**Your assignment**
Can you transcribe every record below exactly as it appears?

**Saved entries**
*** Block opens ***

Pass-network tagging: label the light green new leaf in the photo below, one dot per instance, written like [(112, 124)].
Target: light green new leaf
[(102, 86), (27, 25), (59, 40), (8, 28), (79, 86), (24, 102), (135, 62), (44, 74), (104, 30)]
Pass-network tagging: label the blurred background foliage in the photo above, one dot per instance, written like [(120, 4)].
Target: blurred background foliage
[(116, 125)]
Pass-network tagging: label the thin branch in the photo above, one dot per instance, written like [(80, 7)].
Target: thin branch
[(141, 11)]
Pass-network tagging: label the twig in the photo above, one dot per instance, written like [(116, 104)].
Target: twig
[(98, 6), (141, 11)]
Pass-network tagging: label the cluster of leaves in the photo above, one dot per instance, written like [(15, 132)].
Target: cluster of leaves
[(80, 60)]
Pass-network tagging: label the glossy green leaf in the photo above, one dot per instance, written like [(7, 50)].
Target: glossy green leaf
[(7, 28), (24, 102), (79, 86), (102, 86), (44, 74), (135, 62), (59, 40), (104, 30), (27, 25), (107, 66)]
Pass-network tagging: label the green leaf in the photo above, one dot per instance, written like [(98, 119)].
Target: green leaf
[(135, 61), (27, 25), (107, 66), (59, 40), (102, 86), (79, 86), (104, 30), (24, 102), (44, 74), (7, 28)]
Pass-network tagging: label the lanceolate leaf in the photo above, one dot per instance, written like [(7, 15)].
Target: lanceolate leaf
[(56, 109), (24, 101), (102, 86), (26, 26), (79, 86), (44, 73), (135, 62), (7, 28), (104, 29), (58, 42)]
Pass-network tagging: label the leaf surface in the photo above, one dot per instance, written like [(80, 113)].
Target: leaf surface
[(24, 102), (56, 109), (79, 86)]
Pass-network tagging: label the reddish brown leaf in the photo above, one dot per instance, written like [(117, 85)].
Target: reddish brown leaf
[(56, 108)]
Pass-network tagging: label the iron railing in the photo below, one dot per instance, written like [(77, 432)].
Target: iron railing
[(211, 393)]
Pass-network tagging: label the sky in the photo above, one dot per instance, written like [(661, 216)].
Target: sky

*** Block closes ***

**Answer section**
Pass-network tagging: label the light green new leaf in the photo below, one dot per instance, written like [(112, 124)].
Target: light green new leaf
[(102, 86), (27, 25), (59, 40), (8, 28), (79, 86), (24, 102), (135, 62), (44, 74), (104, 30)]
Pass-network tagging: label the blurred background foliage in the photo above, one dot per instance, written like [(120, 4)].
Target: blurred background foliage
[(116, 125)]
Pass-network tagging: label the thin branch in the photo above, one dot per instance, written like [(80, 7)].
Target: thin branch
[(141, 11)]
Pass-network tagging: label the twig in the photo above, one dot per instance, written like [(116, 104)].
Target: twig
[(98, 6), (141, 11)]
Pass-network tagging: label the cluster of leaves in the photo above, one dot per instance, written like [(15, 132)].
Target: cluster of leaves
[(80, 60)]
Pass-network tagging: label the glossy green leaf in the photo above, one dot per instance, written like [(7, 50)].
Target: glossy green leaf
[(7, 28), (24, 102), (79, 86), (102, 86), (44, 74), (135, 62), (59, 40), (104, 30), (27, 25), (107, 66)]
Pass-network tagging: label the green leaf in the photo above, one dot per instance, written like [(98, 119)].
Target: green leaf
[(135, 61), (27, 25), (107, 66), (59, 40), (102, 86), (79, 86), (104, 30), (24, 102), (44, 74), (7, 28)]
Pass-network tagging: label the lanceolate leaf in the photo above, one dot per instance, written like [(7, 15)].
Target: lanceolate leaf
[(56, 109), (24, 101), (102, 86), (26, 26), (79, 86), (44, 73), (135, 62), (7, 28), (104, 29), (58, 42)]
Pass-network tagging: label the leaf surface in the photo above, one dot per instance, written like [(80, 113)].
Target: leaf surface
[(24, 102), (56, 109), (79, 86)]
Pass-network tagging: label the reddish brown leaf in the photo above, one dot per instance, written like [(117, 85)].
Target: reddish brown leaf
[(56, 108)]
Pass-network tagging: label the iron railing in the photo below, one dot per instance, written like [(77, 432)].
Target: iron railing
[(211, 393)]
Pass-network tagging: label the sky in the photo above, one dot per instance, written like [(661, 216)].
Target: sky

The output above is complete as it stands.